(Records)
====

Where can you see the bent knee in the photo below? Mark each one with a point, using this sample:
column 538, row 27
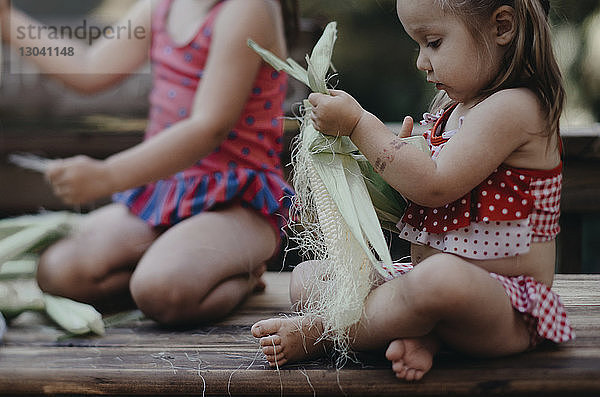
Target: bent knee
column 58, row 269
column 298, row 281
column 159, row 299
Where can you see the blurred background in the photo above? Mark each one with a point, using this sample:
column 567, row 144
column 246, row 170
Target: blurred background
column 375, row 61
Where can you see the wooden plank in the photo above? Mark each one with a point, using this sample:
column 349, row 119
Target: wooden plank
column 142, row 358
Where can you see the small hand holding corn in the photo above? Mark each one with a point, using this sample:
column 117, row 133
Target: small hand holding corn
column 79, row 179
column 335, row 114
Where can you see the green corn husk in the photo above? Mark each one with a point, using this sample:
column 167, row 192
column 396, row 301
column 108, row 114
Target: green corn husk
column 75, row 317
column 342, row 205
column 18, row 296
column 23, row 267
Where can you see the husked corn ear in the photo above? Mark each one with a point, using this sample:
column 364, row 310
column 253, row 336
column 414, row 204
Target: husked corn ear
column 30, row 232
column 75, row 317
column 17, row 296
column 18, row 243
column 327, row 211
column 22, row 267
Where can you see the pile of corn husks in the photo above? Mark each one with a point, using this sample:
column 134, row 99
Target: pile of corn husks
column 22, row 239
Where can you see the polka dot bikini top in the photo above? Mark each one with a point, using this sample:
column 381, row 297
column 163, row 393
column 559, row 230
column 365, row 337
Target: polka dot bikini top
column 500, row 217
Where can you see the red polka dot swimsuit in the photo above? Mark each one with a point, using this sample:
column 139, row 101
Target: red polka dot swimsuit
column 498, row 218
column 244, row 169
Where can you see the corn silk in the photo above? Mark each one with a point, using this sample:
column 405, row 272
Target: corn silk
column 340, row 207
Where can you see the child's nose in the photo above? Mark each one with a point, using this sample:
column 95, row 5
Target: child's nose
column 423, row 62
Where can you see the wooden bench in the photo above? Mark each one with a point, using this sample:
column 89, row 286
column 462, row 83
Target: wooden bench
column 140, row 358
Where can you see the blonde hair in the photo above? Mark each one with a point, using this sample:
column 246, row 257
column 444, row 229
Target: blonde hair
column 529, row 59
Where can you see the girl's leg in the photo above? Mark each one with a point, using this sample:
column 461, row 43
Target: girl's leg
column 94, row 265
column 466, row 308
column 202, row 268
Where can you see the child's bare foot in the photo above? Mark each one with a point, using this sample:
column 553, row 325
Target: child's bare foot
column 287, row 340
column 256, row 281
column 412, row 358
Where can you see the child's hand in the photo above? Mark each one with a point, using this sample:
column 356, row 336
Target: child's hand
column 79, row 179
column 335, row 114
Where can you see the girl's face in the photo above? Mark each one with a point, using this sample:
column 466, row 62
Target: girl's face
column 454, row 60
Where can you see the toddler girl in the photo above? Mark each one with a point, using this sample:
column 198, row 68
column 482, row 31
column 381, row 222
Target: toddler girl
column 483, row 208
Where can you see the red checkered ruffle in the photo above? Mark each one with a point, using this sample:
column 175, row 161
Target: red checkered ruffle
column 540, row 305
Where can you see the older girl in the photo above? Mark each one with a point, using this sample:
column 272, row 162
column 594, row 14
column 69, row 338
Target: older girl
column 484, row 208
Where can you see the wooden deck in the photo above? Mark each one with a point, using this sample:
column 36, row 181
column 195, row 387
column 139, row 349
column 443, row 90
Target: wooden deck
column 139, row 358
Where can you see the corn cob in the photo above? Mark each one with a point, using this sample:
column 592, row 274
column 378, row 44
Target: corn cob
column 27, row 233
column 23, row 267
column 17, row 296
column 75, row 317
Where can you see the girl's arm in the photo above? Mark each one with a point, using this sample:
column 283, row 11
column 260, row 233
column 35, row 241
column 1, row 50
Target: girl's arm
column 90, row 68
column 226, row 84
column 487, row 138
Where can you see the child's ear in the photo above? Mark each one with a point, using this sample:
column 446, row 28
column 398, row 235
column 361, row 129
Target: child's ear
column 504, row 24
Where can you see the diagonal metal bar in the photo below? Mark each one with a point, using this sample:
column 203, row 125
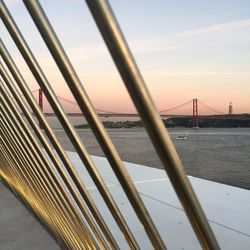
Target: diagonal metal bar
column 69, row 225
column 140, row 95
column 72, row 215
column 87, row 108
column 54, row 159
column 41, row 79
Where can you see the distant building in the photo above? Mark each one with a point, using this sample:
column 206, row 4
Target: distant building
column 230, row 109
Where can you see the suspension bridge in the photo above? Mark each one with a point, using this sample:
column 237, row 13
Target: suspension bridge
column 193, row 109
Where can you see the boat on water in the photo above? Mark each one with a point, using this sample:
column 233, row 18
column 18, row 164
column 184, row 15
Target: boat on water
column 182, row 137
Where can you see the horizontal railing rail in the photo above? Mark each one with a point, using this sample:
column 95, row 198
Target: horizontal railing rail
column 46, row 179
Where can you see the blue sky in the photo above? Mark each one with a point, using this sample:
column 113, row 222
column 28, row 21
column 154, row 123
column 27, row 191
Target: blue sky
column 185, row 49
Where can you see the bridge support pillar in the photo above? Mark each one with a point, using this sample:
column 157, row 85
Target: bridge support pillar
column 40, row 101
column 195, row 113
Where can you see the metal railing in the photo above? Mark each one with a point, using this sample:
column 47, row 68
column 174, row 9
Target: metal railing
column 75, row 220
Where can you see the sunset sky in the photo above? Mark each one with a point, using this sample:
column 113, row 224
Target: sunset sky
column 184, row 49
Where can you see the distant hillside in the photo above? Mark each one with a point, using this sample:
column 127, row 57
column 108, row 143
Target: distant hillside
column 207, row 122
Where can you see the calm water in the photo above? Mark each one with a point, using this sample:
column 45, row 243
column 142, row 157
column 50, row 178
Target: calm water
column 217, row 154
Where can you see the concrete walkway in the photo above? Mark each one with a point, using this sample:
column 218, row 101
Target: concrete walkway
column 19, row 230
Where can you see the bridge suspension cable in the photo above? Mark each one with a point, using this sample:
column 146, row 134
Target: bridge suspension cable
column 176, row 107
column 210, row 108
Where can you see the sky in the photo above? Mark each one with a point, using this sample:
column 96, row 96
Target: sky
column 184, row 50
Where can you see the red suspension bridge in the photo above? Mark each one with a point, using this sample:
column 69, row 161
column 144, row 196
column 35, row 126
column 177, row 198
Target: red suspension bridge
column 198, row 109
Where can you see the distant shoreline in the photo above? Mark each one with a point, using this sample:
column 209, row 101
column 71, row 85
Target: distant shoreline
column 178, row 122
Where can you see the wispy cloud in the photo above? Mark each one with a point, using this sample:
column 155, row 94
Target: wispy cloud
column 224, row 33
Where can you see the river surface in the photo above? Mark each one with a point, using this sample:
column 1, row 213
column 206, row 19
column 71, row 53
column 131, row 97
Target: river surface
column 217, row 154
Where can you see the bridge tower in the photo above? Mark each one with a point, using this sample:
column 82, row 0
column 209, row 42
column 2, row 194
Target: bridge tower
column 40, row 102
column 195, row 113
column 230, row 109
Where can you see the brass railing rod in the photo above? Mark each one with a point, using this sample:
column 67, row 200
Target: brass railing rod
column 42, row 210
column 63, row 221
column 19, row 183
column 140, row 95
column 33, row 179
column 55, row 104
column 60, row 202
column 96, row 125
column 55, row 161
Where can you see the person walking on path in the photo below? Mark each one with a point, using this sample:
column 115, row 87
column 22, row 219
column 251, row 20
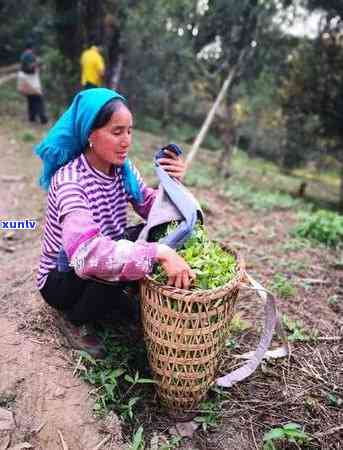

====

- **Your instructions**:
Render every line of the records above as a Markdown table with two columns, Number and Record line, giving each line its own numbered row. Skip blank lines and leave the pictures out.

- **Full solution**:
| Number | Record line |
|---|---|
| 1 | Where can you see the bent knee in the photo below? Mark each one with a point, using this sample: |
| 2 | column 538, row 27 |
| 3 | Target: bent knee |
| 4 | column 58, row 269 |
| 5 | column 298, row 281 |
| 6 | column 159, row 299 |
| 7 | Where can you see the blurred background in the photo above? Mark each one with a point, using this sample: |
| 8 | column 567, row 144 |
| 9 | column 246, row 170 |
| 10 | Target: blurred background |
| 11 | column 375, row 61 |
| 12 | Where can you see the wooden plank in the photo above? Mark each one with a point, using this sample: |
| 13 | column 349, row 119 |
| 14 | Target: wooden plank |
| 15 | column 142, row 358 |
| 16 | Where can you see the small hand holding corn in the photo above? Mark each one with a point, using this sample: |
| 17 | column 117, row 133 |
| 18 | Target: small hand holding corn |
| 19 | column 79, row 179 |
| 20 | column 335, row 114 |
| 21 | Where can you see the green corn husk in the photo above? Mark each one with a point, using this sample: |
| 22 | column 167, row 192 |
| 23 | column 396, row 301 |
| 24 | column 108, row 114 |
| 25 | Target: green corn husk |
| 26 | column 75, row 317 |
| 27 | column 342, row 205 |
| 28 | column 18, row 296 |
| 29 | column 23, row 267 |
| 30 | Where can you see the husked corn ear in the photo above? Mark each one with a point, using this sample: |
| 31 | column 364, row 310 |
| 32 | column 253, row 336 |
| 33 | column 414, row 204 |
| 34 | Target: husked corn ear |
| 35 | column 30, row 232 |
| 36 | column 75, row 317 |
| 37 | column 17, row 296 |
| 38 | column 18, row 243 |
| 39 | column 327, row 211 |
| 40 | column 22, row 267 |
| 41 | Where can you see the pile of corn husks in the photo above? Mark each one with a point, using this sample: |
| 42 | column 134, row 99 |
| 43 | Target: pile of corn husks |
| 44 | column 22, row 239 |
| 45 | Where can you see the polka dot bikini top in the photo above? Mark each one with a point, using this sample: |
| 46 | column 381, row 297 |
| 47 | column 163, row 393 |
| 48 | column 559, row 230 |
| 49 | column 365, row 337 |
| 50 | Target: polka dot bikini top |
| 51 | column 500, row 217 |
| 52 | Where can you see the red polka dot swimsuit in the photo above? Mark each one with a point, using this sample: |
| 53 | column 139, row 101 |
| 54 | Target: red polka dot swimsuit |
| 55 | column 498, row 218 |
| 56 | column 244, row 169 |
| 57 | Where can you see the corn silk in the photo above? Mark each one with a point, using this sample: |
| 58 | column 405, row 272 |
| 59 | Target: corn silk |
| 60 | column 340, row 207 |
| 61 | Where can you see the child's nose in the photo above? Mark each one with a point, using this sample: |
| 62 | column 95, row 5 |
| 63 | Target: child's nose |
| 64 | column 423, row 62 |
| 65 | Where can you see the wooden bench in the photo above? Mark each one with a point, using this sample: |
| 66 | column 89, row 286 |
| 67 | column 462, row 83 |
| 68 | Target: wooden bench |
| 69 | column 140, row 358 |
| 70 | Where can you see the blonde hair in the photo above? Mark each one with a point, using this sample: |
| 71 | column 246, row 257 |
| 72 | column 444, row 229 |
| 73 | Target: blonde hair |
| 74 | column 529, row 59 |
| 75 | Where can you see the girl's leg in the photo above? Mark each one with a point, using this sample: |
| 76 | column 461, row 43 |
| 77 | Target: girl's leg |
| 78 | column 94, row 265 |
| 79 | column 466, row 308 |
| 80 | column 202, row 268 |
| 81 | Where can you see the child's bare foot in the photo above? Mark each one with a point, using this sample: |
| 82 | column 553, row 325 |
| 83 | Target: child's bare foot |
| 84 | column 287, row 340 |
| 85 | column 256, row 281 |
| 86 | column 412, row 358 |
| 87 | Where can you see the child's hand in the photo above? Mark each one with a point, using this sample: |
| 88 | column 356, row 336 |
| 89 | Target: child's hand |
| 90 | column 79, row 179 |
| 91 | column 335, row 114 |
| 92 | Where can you see the girl's face in the photo above? Mark each one with a point, using this sample: |
| 93 | column 466, row 62 |
| 94 | Target: girl's face |
| 95 | column 454, row 60 |
| 96 | Where can you see the toddler girl in the photo above? Mark each one with a point, using this sample: |
| 97 | column 198, row 68 |
| 98 | column 482, row 31 |
| 99 | column 381, row 222 |
| 100 | Target: toddler girl |
| 101 | column 483, row 208 |
| 102 | Where can you see the red checkered ruffle in the photo above? Mark each one with a point, using this sample: |
| 103 | column 175, row 161 |
| 104 | Target: red checkered ruffle |
| 105 | column 540, row 305 |
| 106 | Where can you see the older girl in the photo above? Mark each one with a point, using this sample: |
| 107 | column 272, row 162 |
| 108 | column 594, row 14 |
| 109 | column 69, row 338 |
| 110 | Target: older girl |
| 111 | column 484, row 208 |
| 112 | Where can you see the wooden deck in the photo above? Mark each one with a point, using this sample: |
| 113 | column 36, row 181 |
| 114 | column 195, row 387 |
| 115 | column 139, row 349 |
| 116 | column 443, row 90 |
| 117 | Target: wooden deck |
| 118 | column 139, row 358 |
| 119 | Where can you see the corn cob in the photo above? Mark each one with a point, using this sample: |
| 120 | column 592, row 274 |
| 121 | column 378, row 44 |
| 122 | Target: corn cob |
| 123 | column 27, row 233 |
| 124 | column 23, row 267 |
| 125 | column 17, row 296 |
| 126 | column 75, row 317 |
| 127 | Where can you see the girl's arm in the photo above? Mark each one with a point, using this sample: |
| 128 | column 283, row 11 |
| 129 | column 260, row 233 |
| 130 | column 35, row 241 |
| 131 | column 1, row 50 |
| 132 | Target: girl's arm |
| 133 | column 90, row 68 |
| 134 | column 226, row 84 |
| 135 | column 487, row 138 |
| 136 | Where can you see the child's ear in the photo above? Mark each one with a point, using this sample: |
| 137 | column 446, row 28 |
| 138 | column 398, row 235 |
| 139 | column 361, row 129 |
| 140 | Target: child's ear |
| 141 | column 504, row 24 |
| 142 | Where can you see the diagonal metal bar in the photo below? Mark each one with a point, using this sample: |
| 143 | column 203, row 125 |
| 144 | Target: diagonal metal bar |
| 145 | column 69, row 225 |
| 146 | column 140, row 95 |
| 147 | column 72, row 215 |
| 148 | column 87, row 108 |
| 149 | column 54, row 159 |
| 150 | column 41, row 79 |
| 151 | Where can you see the distant building in the photo above? Mark each one with a point, using this sample: |
| 152 | column 206, row 4 |
| 153 | Target: distant building |
| 154 | column 230, row 109 |
| 155 | Where can you see the suspension bridge in the photo above? Mark each one with a point, using this sample: |
| 156 | column 237, row 13 |
| 157 | Target: suspension bridge |
| 158 | column 193, row 109 |
| 159 | Where can you see the boat on water in the photo above? Mark each one with a point, using this sample: |
| 160 | column 233, row 18 |
| 161 | column 18, row 164 |
| 162 | column 184, row 15 |
| 163 | Target: boat on water |
| 164 | column 182, row 137 |
| 165 | Where can you see the horizontal railing rail in the photo above? Mark each one with a point, using this sample: |
| 166 | column 95, row 198 |
| 167 | Target: horizontal railing rail |
| 168 | column 46, row 179 |
| 169 | Where can you see the blue sky in the photo above? Mark each one with a point, using this sample: |
| 170 | column 113, row 222 |
| 171 | column 28, row 21 |
| 172 | column 154, row 123 |
| 173 | column 27, row 191 |
| 174 | Target: blue sky |
| 175 | column 185, row 49 |
| 176 | Where can you see the bridge support pillar in the photo above? Mark each one with a point, using this sample: |
| 177 | column 157, row 85 |
| 178 | Target: bridge support pillar |
| 179 | column 40, row 101 |
| 180 | column 195, row 113 |
| 181 | Where can you see the metal railing in the photo above? Mark each one with a point, using this sample: |
| 182 | column 47, row 68 |
| 183 | column 174, row 9 |
| 184 | Target: metal railing |
| 185 | column 75, row 220 |
| 186 | Where can you see the sunset sky in the photo above? Mark each one with a point, using this sample: |
| 187 | column 113, row 224 |
| 188 | Target: sunset sky |
| 189 | column 184, row 49 |
| 190 | Where can you see the distant hillside in the photo above? Mark each one with a point, using this sample: |
| 191 | column 127, row 57 |
| 192 | column 108, row 143 |
| 193 | Target: distant hillside |
| 194 | column 207, row 122 |
| 195 | Where can you see the calm water in the photo above? Mark each one with a point, using this sample: |
| 196 | column 45, row 243 |
| 197 | column 142, row 157 |
| 198 | column 50, row 178 |
| 199 | Target: calm water |
| 200 | column 217, row 154 |
| 201 | Where can you see the concrete walkway in the photo above? Mark each one with a point, using this sample: |
| 202 | column 218, row 101 |
| 203 | Target: concrete walkway |
| 204 | column 19, row 230 |
| 205 | Where can you see the bridge suspension cable in the photo above? Mark each one with a point, using this sample: |
| 206 | column 146, row 134 |
| 207 | Target: bridge suspension cable |
| 208 | column 176, row 107 |
| 209 | column 210, row 108 |
| 210 | Where can you see the sky in the photo above? Mark each one with a point, using this sample: |
| 211 | column 96, row 96 |
| 212 | Target: sky |
| 213 | column 184, row 50 |
| 214 | Where can you see the red suspension bridge in the photo above? Mark each one with a point, using this sample: |
| 215 | column 69, row 161 |
| 216 | column 144, row 196 |
| 217 | column 35, row 126 |
| 218 | column 177, row 198 |
| 219 | Target: red suspension bridge |
| 220 | column 198, row 109 |
| 221 | Where can you see the distant shoreline in the photo above? Mark each one with a point, using this sample: |
| 222 | column 209, row 101 |
| 223 | column 71, row 85 |
| 224 | Target: distant shoreline |
| 225 | column 178, row 122 |
| 226 | Where can you see the wispy cloud in the photo above? Mark each one with a point, using this sample: |
| 227 | column 155, row 94 |
| 228 | Target: wispy cloud |
| 229 | column 224, row 33 |
| 230 | Where can you see the river surface in the photo above? Mark each one with a point, using this sample: |
| 231 | column 1, row 213 |
| 232 | column 206, row 19 |
| 233 | column 71, row 53 |
| 234 | column 131, row 97 |
| 235 | Target: river surface |
| 236 | column 217, row 154 |
| 237 | Where can you see the bridge tower in the photo above? Mark each one with a point, using this sample: |
| 238 | column 82, row 0 |
| 239 | column 209, row 42 |
| 240 | column 2, row 194 |
| 241 | Target: bridge tower |
| 242 | column 40, row 102 |
| 243 | column 195, row 113 |
| 244 | column 230, row 109 |
| 245 | Where can you see the brass railing rod in the photo above? Mark each one with a point, using this sample: |
| 246 | column 67, row 200 |
| 247 | Target: brass railing rod |
| 248 | column 42, row 210 |
| 249 | column 63, row 221 |
| 250 | column 19, row 183 |
| 251 | column 140, row 95 |
| 252 | column 33, row 179 |
| 253 | column 55, row 104 |
| 254 | column 60, row 202 |
| 255 | column 96, row 125 |
| 256 | column 55, row 161 |
| 257 | Where can you see the person walking on path in the photo below? Mark each one with a point, using this sample: |
| 258 | column 115, row 87 |
| 259 | column 22, row 219 |
| 260 | column 251, row 20 |